SOURCE MATERIAL:
╭──

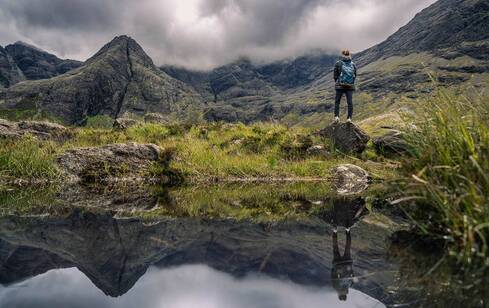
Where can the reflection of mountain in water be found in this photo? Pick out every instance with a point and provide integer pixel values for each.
(115, 253)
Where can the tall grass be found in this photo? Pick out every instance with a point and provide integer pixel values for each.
(28, 158)
(448, 174)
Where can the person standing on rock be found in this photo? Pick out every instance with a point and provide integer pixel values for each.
(345, 73)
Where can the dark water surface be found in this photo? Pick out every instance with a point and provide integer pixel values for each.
(244, 247)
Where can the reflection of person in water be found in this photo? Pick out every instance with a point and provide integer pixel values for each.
(346, 212)
(342, 271)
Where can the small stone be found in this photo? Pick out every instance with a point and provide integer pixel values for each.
(350, 179)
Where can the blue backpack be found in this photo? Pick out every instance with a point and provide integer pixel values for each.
(347, 75)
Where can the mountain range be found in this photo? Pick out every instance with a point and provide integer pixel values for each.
(447, 43)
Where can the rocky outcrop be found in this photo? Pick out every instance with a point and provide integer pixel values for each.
(9, 71)
(391, 144)
(119, 79)
(318, 150)
(350, 179)
(113, 162)
(155, 118)
(347, 137)
(38, 64)
(124, 123)
(42, 130)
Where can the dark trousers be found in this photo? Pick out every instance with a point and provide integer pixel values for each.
(349, 101)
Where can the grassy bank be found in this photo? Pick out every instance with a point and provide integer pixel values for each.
(202, 153)
(446, 184)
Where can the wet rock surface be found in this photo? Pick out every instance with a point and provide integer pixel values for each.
(347, 137)
(350, 179)
(114, 161)
(42, 130)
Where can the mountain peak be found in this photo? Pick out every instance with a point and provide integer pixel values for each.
(27, 45)
(123, 45)
(445, 25)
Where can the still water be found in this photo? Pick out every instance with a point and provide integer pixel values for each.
(178, 287)
(254, 246)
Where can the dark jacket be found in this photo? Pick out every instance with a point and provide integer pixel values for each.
(337, 73)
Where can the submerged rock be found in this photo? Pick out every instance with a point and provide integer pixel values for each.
(347, 137)
(42, 130)
(350, 179)
(391, 144)
(111, 162)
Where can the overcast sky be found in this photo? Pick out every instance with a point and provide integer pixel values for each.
(204, 33)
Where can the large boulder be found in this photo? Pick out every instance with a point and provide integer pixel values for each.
(113, 162)
(347, 137)
(391, 144)
(350, 179)
(41, 130)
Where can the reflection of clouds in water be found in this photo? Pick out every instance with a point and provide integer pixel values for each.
(182, 287)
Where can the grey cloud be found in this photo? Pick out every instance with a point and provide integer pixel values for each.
(204, 33)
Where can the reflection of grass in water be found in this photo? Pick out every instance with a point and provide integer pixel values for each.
(436, 281)
(29, 201)
(243, 202)
(252, 202)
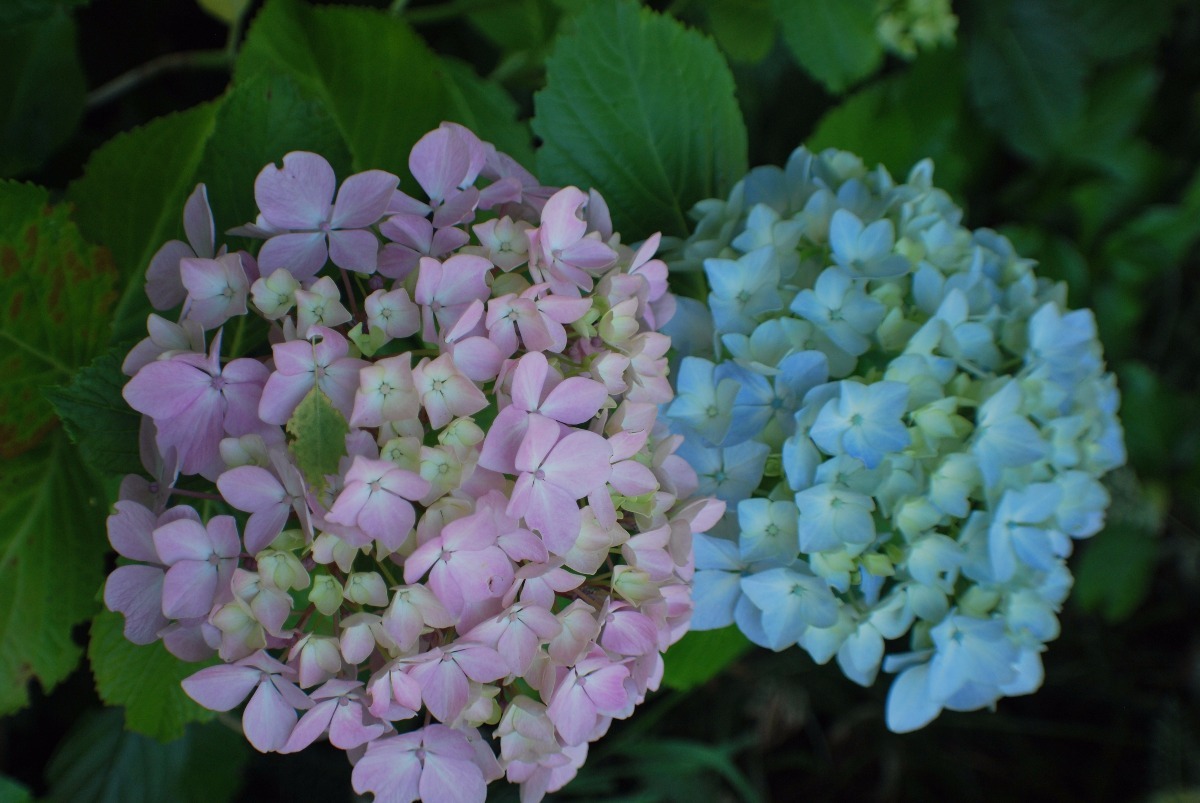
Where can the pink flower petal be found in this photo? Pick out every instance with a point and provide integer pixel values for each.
(579, 463)
(363, 199)
(390, 769)
(268, 719)
(137, 592)
(311, 726)
(221, 688)
(163, 283)
(575, 400)
(299, 195)
(189, 589)
(354, 250)
(300, 253)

╰──

TASK BRIEF:
Write out exactly the lines from the line holding "Where can the grey" through the last line of the records above, inclusive, and nothing more. Leave out the pictures.

WORKED ANSWER:
Where can the grey cloud be found in this photo? Pick out every instance with a point and provide integer pixel values for each.
(204, 33)
Where can the reflection of grass in water be found in this photo? Pick out every instance with a point and provide integer pixel values for each.
(436, 281)
(29, 201)
(243, 202)
(252, 202)
Where can the pink flower petal be found in this photo? Pick out every instance with a point and provide integer pixel values for each.
(579, 463)
(363, 199)
(390, 769)
(268, 719)
(137, 592)
(311, 726)
(221, 688)
(163, 283)
(575, 400)
(299, 195)
(189, 589)
(354, 250)
(300, 253)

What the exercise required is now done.